- Given task:
Please convert all the records below into a numbered list with one line per item, leaving out any blank lines.

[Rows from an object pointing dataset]
● ● ● ●
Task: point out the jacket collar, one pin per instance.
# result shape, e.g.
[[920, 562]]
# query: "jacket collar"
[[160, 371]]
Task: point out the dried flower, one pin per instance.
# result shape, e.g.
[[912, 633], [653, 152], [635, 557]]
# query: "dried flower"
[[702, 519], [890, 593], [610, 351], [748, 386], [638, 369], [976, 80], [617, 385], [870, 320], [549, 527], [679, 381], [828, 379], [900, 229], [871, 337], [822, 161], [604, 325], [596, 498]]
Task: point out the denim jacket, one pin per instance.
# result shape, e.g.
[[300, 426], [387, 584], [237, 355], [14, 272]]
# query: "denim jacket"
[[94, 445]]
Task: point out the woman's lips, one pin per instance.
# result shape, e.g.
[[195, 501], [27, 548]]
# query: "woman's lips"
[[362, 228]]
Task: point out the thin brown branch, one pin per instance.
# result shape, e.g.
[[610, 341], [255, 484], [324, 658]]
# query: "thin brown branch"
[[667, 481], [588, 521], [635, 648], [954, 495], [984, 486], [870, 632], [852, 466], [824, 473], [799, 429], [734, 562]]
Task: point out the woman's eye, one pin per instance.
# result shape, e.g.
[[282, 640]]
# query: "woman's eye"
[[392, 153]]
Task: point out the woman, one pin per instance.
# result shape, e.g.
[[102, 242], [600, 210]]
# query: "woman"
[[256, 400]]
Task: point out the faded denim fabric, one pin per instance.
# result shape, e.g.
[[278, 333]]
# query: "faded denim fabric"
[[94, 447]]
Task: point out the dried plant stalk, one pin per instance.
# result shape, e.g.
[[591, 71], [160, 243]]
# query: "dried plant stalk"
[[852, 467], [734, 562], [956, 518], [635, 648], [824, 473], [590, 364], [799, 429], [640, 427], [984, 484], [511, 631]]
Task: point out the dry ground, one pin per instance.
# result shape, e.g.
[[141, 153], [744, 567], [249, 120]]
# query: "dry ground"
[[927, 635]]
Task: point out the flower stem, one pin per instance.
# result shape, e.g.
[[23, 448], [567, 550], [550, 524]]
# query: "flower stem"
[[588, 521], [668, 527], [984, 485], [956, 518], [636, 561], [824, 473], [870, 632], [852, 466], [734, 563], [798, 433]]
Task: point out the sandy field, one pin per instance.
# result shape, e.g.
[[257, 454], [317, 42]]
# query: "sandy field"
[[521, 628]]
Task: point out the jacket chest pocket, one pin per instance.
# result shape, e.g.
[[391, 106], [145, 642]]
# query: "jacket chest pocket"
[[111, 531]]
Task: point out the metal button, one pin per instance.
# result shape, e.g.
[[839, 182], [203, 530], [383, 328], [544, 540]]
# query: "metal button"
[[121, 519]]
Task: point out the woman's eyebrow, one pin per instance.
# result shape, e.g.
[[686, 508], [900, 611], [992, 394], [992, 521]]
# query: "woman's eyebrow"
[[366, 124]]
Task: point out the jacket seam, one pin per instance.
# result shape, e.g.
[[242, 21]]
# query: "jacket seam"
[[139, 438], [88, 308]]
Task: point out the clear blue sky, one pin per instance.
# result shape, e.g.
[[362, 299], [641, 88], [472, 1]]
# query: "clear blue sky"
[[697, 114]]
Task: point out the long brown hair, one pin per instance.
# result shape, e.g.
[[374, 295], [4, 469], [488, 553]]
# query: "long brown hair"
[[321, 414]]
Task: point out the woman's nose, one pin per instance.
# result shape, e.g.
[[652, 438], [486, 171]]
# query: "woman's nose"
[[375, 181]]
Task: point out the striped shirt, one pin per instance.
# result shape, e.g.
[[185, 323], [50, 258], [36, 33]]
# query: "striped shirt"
● ● ● ●
- Complete response:
1. Task: point out the jacket collar, one pin per instance.
2. # result shape, e.g.
3. [[920, 562]]
4. # query: "jacket collar"
5. [[160, 371]]
6. Task: point out the dried flower, one pin per instance.
7. # result shape, e.g.
8. [[912, 633], [653, 152], [635, 557]]
9. # query: "dried flower"
10. [[702, 519], [890, 593], [610, 351], [748, 386], [638, 369], [976, 80], [617, 385], [870, 320], [549, 527], [679, 381], [828, 379], [900, 229], [871, 337], [822, 161], [604, 325], [596, 498]]
11. Task: point out the denim jacket, one pin per instance.
12. # result shape, e.g.
13. [[300, 426], [387, 584], [237, 355], [14, 272]]
14. # query: "denim jacket"
15. [[94, 445]]
16. Task: point out the woman's lips, one pin per instance.
17. # result shape, e.g.
18. [[195, 501], [27, 548]]
19. # query: "woman's lips"
20. [[362, 228]]
21. Task: point out the thin brown branch, one pin per instance.
22. # result shape, e.g.
23. [[610, 341], [255, 484], [324, 658]]
24. # query: "thin brown branch"
25. [[667, 481], [588, 521], [635, 648], [954, 495], [984, 486], [870, 632], [852, 466], [824, 473], [799, 429], [734, 562]]
26. Task: point out the woman's eye, one pin per instance.
27. # result shape, e.g.
28. [[282, 640]]
29. # query: "woman's eye"
30. [[392, 153]]
31. Task: point out the woman, one pin per instance.
32. # result shape, e.g.
33. [[102, 242], [600, 210]]
34. # query: "woman"
35. [[256, 400]]
36. Task: point out the faded denim fabric, one pin per instance.
37. # result shape, e.g.
38. [[278, 333]]
39. # query: "faded denim fabric"
40. [[94, 447]]
41. Task: point out the dried plant stalk, one pin per instance.
42. # result shape, e.g.
43. [[591, 71], [160, 243]]
44. # query: "dried plant stalk"
45. [[852, 467], [734, 562], [956, 518], [635, 648], [824, 473], [590, 364], [799, 429], [640, 427], [984, 484], [511, 631]]
46. Task: point out the dry ground, one pin per instance.
47. # result shape, e.g.
48. [[141, 153], [744, 567], [249, 120]]
49. # query: "dry ground"
50. [[927, 635]]
51. Task: point out the flower stem, one pin per instance.
52. # result shape, e.g.
53. [[23, 448], [567, 550], [550, 524]]
54. # query: "flower stem"
55. [[588, 521], [668, 527], [984, 485], [956, 518], [636, 561], [824, 473], [870, 632], [852, 466], [734, 563], [798, 433]]
56. Task: point out the sandy field, one pin per instance.
57. # result shape, e.g.
58. [[257, 454], [317, 42]]
59. # query: "sandy field"
60. [[521, 628]]
61. Task: point out the jacket chest pocket, one pin per instance.
62. # result shape, e.g.
63. [[391, 106], [145, 642]]
64. # query: "jacket chest pocket"
65. [[111, 531]]
66. Task: point out the metal button, one pin per instance.
67. # result shape, e.g.
68. [[839, 182], [203, 530], [383, 328], [544, 540]]
69. # query: "metal button"
70. [[121, 519]]
71. Task: point out the woman's eyebrow, one pin per instance.
72. # result shape, e.g.
73. [[686, 508], [900, 611], [992, 394], [992, 521]]
74. # query: "woman's eyebrow"
75. [[366, 124]]
76. Task: point out the jacket seam, one pin per instance.
77. # result shape, e.g.
78. [[242, 21]]
79. # query: "jacket seam"
80. [[139, 438], [88, 308]]
81. Task: point out the clear blue sky, one pin per instance.
82. # result shape, e.g.
83. [[362, 299], [641, 88], [472, 1]]
84. # query: "clear blue sky"
85. [[697, 114]]
86. Task: point out the long brown hair, one pin per instance.
87. # result shape, e.g.
88. [[374, 295], [4, 469], [488, 553]]
89. # query: "long brown hair"
90. [[321, 414]]
91. Task: point out the woman's nose, one pin per instance.
92. # result shape, e.g.
93. [[652, 438], [486, 171]]
94. # query: "woman's nose"
95. [[375, 181]]
96. Task: point out the striped shirt, one pin per instance.
97. # result shape, e.g.
98. [[185, 323], [50, 258], [36, 33]]
99. # query: "striped shirt"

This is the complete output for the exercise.